==== Given records ====

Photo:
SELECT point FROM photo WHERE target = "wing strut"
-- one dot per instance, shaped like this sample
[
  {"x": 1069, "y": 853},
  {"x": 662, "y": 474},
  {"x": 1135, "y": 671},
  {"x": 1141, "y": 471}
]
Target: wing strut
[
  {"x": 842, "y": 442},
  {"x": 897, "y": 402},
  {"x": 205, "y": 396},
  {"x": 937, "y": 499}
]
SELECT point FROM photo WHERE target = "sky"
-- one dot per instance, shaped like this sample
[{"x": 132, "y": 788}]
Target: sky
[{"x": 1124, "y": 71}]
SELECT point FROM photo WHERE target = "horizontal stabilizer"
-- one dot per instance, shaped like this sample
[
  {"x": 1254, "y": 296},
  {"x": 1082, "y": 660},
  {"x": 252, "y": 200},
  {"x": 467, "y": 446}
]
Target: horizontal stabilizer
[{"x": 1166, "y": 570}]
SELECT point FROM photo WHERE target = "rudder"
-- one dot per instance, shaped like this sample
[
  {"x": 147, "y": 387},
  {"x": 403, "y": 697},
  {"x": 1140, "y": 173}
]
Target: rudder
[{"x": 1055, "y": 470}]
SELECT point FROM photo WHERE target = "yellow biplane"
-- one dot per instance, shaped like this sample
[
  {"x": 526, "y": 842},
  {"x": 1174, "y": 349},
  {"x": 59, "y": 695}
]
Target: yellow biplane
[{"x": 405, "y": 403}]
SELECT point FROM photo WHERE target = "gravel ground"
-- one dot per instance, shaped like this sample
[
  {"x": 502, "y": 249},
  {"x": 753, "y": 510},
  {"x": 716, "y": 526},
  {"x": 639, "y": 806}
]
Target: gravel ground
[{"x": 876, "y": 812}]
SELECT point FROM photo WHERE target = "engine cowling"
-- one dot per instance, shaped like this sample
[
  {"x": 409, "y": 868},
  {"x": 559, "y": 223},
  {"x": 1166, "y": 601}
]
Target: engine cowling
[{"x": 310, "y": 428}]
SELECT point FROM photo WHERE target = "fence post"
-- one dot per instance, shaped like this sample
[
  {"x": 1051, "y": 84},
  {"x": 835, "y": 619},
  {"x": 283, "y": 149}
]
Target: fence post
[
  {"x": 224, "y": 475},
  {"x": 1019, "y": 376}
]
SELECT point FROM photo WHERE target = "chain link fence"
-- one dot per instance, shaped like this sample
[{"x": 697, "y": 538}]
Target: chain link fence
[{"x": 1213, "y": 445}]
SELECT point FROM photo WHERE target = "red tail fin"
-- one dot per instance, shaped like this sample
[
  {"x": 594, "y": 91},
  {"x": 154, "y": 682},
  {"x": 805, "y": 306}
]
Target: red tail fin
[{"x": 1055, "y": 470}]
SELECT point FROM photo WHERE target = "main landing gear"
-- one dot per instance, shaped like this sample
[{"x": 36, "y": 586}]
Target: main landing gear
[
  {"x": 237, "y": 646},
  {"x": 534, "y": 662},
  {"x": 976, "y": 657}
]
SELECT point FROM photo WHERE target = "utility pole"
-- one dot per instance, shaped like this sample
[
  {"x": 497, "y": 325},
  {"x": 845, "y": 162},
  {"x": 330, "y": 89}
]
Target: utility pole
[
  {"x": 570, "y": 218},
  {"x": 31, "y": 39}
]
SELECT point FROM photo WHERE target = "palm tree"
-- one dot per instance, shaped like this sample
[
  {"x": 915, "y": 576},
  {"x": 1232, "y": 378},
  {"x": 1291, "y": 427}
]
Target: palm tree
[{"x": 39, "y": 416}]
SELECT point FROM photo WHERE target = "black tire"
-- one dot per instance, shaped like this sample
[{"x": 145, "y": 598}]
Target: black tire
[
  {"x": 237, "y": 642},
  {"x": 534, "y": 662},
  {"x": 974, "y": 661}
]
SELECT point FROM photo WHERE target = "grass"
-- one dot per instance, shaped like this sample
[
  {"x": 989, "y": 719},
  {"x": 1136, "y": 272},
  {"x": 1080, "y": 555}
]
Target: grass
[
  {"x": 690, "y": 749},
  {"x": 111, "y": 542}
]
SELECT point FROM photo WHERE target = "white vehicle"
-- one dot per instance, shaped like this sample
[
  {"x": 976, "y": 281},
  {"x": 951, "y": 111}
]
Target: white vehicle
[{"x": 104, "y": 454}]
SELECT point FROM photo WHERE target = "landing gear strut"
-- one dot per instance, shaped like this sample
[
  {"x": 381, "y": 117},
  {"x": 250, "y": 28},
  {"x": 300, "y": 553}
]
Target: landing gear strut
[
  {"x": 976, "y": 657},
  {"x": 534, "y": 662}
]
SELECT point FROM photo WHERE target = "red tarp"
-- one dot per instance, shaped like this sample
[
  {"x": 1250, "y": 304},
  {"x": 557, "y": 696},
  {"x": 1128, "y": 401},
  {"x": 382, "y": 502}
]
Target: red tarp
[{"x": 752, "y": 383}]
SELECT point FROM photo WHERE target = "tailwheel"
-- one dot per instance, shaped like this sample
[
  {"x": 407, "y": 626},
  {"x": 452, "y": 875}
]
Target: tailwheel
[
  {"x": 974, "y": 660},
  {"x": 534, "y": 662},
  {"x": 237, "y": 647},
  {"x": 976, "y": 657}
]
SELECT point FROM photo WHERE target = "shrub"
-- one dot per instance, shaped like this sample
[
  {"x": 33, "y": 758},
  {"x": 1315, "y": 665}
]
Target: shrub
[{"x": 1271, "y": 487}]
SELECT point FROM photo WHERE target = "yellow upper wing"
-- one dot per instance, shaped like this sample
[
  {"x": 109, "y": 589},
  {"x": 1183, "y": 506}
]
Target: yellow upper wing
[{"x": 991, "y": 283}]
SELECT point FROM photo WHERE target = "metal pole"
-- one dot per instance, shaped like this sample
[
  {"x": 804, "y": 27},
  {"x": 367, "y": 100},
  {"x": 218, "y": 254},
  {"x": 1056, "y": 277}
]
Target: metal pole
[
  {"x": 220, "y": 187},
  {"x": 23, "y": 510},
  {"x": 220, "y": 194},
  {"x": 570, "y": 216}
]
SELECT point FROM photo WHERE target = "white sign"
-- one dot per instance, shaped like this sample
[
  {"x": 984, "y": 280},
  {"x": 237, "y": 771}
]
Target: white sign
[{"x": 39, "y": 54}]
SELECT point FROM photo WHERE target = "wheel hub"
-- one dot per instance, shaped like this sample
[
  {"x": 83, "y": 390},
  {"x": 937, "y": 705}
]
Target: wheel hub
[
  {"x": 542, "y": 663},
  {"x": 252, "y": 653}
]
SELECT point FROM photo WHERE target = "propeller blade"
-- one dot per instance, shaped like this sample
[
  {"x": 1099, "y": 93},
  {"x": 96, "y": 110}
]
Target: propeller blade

====

Exercise aim: Collect every line in the listing above that contains the word "tire", and copy each of those lines out in full.

Result below:
SELECT point FROM photo WHERE target = "black tire"
Target: black tire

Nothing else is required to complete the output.